[Entries taken from a collection]
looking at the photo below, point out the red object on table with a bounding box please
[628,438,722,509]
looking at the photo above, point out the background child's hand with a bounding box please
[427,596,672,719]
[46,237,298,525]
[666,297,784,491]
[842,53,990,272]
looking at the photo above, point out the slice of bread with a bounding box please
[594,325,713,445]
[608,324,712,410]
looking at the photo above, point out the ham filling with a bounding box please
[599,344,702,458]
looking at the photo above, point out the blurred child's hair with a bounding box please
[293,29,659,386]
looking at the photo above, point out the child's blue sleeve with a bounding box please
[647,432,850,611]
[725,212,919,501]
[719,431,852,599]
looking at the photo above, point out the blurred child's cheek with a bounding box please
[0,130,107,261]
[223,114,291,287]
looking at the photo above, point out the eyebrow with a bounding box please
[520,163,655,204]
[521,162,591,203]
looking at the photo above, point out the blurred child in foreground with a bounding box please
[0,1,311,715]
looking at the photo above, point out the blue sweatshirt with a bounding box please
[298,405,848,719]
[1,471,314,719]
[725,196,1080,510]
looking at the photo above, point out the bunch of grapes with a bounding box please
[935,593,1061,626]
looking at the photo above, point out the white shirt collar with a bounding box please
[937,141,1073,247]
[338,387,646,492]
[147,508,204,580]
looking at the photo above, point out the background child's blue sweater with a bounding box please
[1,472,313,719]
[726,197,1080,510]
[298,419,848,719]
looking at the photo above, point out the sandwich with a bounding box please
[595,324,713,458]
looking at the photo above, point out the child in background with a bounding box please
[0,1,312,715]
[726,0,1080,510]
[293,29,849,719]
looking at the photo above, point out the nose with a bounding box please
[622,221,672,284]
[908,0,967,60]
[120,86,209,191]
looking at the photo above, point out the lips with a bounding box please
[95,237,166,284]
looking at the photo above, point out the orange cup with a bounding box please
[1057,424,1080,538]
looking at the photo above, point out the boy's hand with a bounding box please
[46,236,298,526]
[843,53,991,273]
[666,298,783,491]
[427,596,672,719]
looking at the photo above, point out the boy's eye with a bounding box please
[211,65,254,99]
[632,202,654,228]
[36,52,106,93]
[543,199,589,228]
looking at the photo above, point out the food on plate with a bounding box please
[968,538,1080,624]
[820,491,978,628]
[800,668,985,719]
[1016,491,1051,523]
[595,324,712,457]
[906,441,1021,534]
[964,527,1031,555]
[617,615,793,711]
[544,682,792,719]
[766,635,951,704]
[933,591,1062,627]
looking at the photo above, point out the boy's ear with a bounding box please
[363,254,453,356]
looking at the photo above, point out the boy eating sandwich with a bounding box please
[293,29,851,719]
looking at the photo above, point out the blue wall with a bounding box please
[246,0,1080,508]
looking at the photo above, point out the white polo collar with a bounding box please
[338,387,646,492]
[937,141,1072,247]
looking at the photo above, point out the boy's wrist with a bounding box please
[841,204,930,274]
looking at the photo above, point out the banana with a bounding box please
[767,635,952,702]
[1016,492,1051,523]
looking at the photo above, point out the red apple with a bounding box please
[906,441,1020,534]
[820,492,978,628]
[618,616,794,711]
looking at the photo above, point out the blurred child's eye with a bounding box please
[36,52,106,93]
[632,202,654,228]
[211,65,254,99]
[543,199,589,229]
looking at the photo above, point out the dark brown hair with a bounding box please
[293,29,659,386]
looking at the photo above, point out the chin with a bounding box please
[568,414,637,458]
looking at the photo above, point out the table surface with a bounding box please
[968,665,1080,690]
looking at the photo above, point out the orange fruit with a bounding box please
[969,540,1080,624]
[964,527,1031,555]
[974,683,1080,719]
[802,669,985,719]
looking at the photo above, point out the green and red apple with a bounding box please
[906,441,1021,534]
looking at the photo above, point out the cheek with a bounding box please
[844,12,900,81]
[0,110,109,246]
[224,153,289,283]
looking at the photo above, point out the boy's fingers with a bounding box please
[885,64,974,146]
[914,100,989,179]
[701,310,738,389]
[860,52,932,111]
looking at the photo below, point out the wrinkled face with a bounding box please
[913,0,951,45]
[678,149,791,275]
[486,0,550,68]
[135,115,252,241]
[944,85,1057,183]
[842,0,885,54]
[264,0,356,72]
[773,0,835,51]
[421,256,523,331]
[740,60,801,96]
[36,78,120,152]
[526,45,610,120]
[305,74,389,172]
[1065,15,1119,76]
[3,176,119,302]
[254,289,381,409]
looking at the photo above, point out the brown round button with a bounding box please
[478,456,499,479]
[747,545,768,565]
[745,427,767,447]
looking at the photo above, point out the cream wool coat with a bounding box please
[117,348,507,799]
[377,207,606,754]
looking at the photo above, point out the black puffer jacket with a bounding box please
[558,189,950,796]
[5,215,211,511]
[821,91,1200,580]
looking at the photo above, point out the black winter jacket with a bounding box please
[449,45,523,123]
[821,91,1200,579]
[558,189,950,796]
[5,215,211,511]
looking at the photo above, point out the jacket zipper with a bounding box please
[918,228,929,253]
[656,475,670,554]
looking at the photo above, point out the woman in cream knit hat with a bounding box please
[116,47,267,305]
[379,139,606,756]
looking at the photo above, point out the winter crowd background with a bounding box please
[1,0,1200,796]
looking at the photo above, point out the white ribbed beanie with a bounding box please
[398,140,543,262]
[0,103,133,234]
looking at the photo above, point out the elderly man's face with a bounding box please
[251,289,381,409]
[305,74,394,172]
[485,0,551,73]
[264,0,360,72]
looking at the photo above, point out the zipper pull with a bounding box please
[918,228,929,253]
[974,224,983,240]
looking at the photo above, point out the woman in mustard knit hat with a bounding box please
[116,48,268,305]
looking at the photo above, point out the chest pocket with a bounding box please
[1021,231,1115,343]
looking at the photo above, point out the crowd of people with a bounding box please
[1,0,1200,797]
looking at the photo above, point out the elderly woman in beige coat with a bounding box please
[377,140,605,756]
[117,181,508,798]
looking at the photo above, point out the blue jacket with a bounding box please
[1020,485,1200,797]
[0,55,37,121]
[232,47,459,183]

*WHAT THE TASK ASKS*
Restate the entries above word for word.

*REPLY TO THE EXERCISE*
looking at the photo below, point out the red object on table with a bounding box please
[628,438,722,509]
looking at the photo above, point out the background child's hand with a bounding box please
[427,596,672,719]
[46,237,298,525]
[666,297,784,491]
[842,53,990,272]
looking at the photo above, point out the slice of bread with a bounding box please
[594,325,713,445]
[608,324,712,410]
looking at the photo above, point out the ham filling with a bounding box please
[599,344,702,458]
looking at the photo above, point out the blurred child's hair with a bounding box please
[293,29,659,386]
looking at the photo above, point out the child's blue sleeve with a bounding box please
[647,432,850,611]
[725,212,919,501]
[719,431,852,599]
looking at the photo above, point out the blurred child's cheek with a bounding box please
[0,130,107,261]
[223,114,291,287]
looking at the photo above, point out the eyebrow with a bounding box please
[520,163,655,204]
[521,162,591,203]
looking at the photo above, point out the blurred child in foreground with a bounding box please
[0,1,311,715]
looking at the photo above, point out the blue sweatshirt with a bounding box please
[298,405,848,719]
[1,471,314,719]
[725,196,1080,510]
looking at the photo above, point out the bunch of grapes with a bounding box please
[935,593,1061,626]
looking at the photo above, point out the white shirt collar with a bounding box please
[937,141,1073,247]
[338,387,646,492]
[147,508,204,580]
looking at the photo above, point out the background child's blue sweater with a bounding box please
[1,472,313,719]
[726,197,1080,510]
[298,419,848,719]
looking at the photo above, point out the sandwich with a bounding box please
[595,324,713,458]
looking at the photo above, point out the child in background with a bounding box please
[0,1,312,715]
[726,0,1080,510]
[293,29,849,719]
looking at the photo above, point out the nose with a bounding box please
[622,221,672,284]
[908,0,967,60]
[120,86,209,191]
looking at the photo above, point out the lips with a bounding box please
[95,237,166,284]
looking at the photo above, point out the orange cup with a bounding box please
[1057,424,1080,538]
looking at the photo above, point out the boy's hand with a bounding box please
[46,236,298,526]
[843,53,991,273]
[666,298,783,491]
[427,596,672,719]
looking at the photo above, point out the boy's eye with a bounding box please
[211,65,254,99]
[632,202,654,228]
[36,52,106,93]
[543,199,589,228]
looking at the photo above, point out the food on plate with a bounding box please
[968,538,1080,624]
[820,491,978,628]
[800,668,985,719]
[1016,491,1051,523]
[595,324,712,457]
[906,441,1021,534]
[964,527,1031,555]
[617,615,793,711]
[544,682,792,719]
[766,635,951,704]
[933,591,1062,627]
looking at the photo above, point out the boy's ear with a bounding box please
[363,254,453,356]
looking at the photo above, point out the boy eating sandwich with a bounding box please
[293,29,851,719]
looking at the photo above, point out the blue wall with a bounding box please
[246,0,1080,508]
looking at the photo above, point out the white polo collar with a bounding box please
[338,387,646,492]
[937,141,1072,247]
looking at the photo above, point out the boy's wrist with a bounding box please
[841,204,930,274]
looking at the photo above, point out the banana with a bounding box please
[767,635,952,702]
[1016,492,1051,523]
looking at the photo above, point out the red apple with a bounding box please
[906,441,1020,534]
[820,492,978,628]
[618,616,794,711]
looking at the photo above, point out the blurred child's eye with a bounding box please
[36,52,106,93]
[632,202,654,228]
[211,65,254,99]
[543,199,589,229]
looking at the photo above, point out the dark brown hair with a bounding box please
[293,29,659,386]
looking at the photo above, point out the chin with a bounding box please
[568,414,637,458]
looking at the photo above, point out the table surface with a bounding box please
[968,665,1080,690]
looking at the photo above, point out the orange fruit with a bounding box please
[969,540,1080,624]
[964,527,1031,555]
[974,683,1080,719]
[802,669,985,719]
looking at the photo above, point out the green and red apple with a bounding box please
[906,441,1021,534]
looking at the photo above, point out the cheek with a bounding box please
[844,12,900,81]
[0,110,109,246]
[224,153,289,283]
looking at the photo above, point out the boy's fingers with a bounding box please
[885,64,974,146]
[914,100,989,179]
[701,310,738,389]
[860,52,932,111]
looking at the photo below, point out the wrinkled face with a bounding box please
[913,0,951,45]
[678,149,791,275]
[486,0,550,68]
[135,115,252,241]
[944,85,1057,183]
[842,0,885,54]
[264,0,356,72]
[773,0,835,51]
[421,256,523,331]
[740,60,801,96]
[36,78,120,152]
[526,45,610,120]
[305,74,389,172]
[1065,15,1119,76]
[3,176,119,302]
[254,289,381,409]
looking at the photo above, point out the brown round button with a bounding box please
[478,456,499,479]
[747,545,768,565]
[745,427,767,447]
looking at the photo above, point out the cream wool coat with a bounding box please
[117,348,507,799]
[377,207,606,754]
looking at the photo above, point out the black puffer jacket with a bounding box please
[558,189,950,796]
[5,215,211,511]
[821,91,1200,580]
looking at the photo above, point out the black winter jacket with a bounding box please
[449,45,523,123]
[821,91,1200,579]
[558,189,950,796]
[5,215,211,511]
looking at the photo above, point out the jacket zipper with a bounding box please
[918,228,929,253]
[656,475,670,554]
looking at the photo above, point out the woman in cream knit hat with a bounding box please
[116,47,267,305]
[379,139,606,756]
looking at the photo above, point out the winter crowd background with a bounding box please
[1,0,1200,796]
looking at the photo above, point out the white ribbed beanie with a bounding box please
[398,140,543,262]
[0,103,133,234]
looking at the photo above, point out the elderly man's face with a bounding box please
[251,289,381,409]
[305,74,394,172]
[485,0,551,73]
[264,0,360,72]
looking at the photo above, point out the zipper pull with a bounding box please
[918,228,929,253]
[974,224,983,240]
looking at the photo above, point out the woman in mustard knit hat with a bounding box please
[116,48,268,305]
looking at the photo above, point out the chest pocket with a bounding box please
[1021,231,1115,343]
looking at the photo above, point out the crowd of people with a bounding box please
[1,0,1200,797]
looking at the photo above, point out the elderly woman in beige coat with a bounding box please
[377,140,605,756]
[117,181,508,798]
looking at the photo above, point out the blue jacket with a bounding box please
[1020,485,1200,797]
[0,55,37,121]
[232,47,459,183]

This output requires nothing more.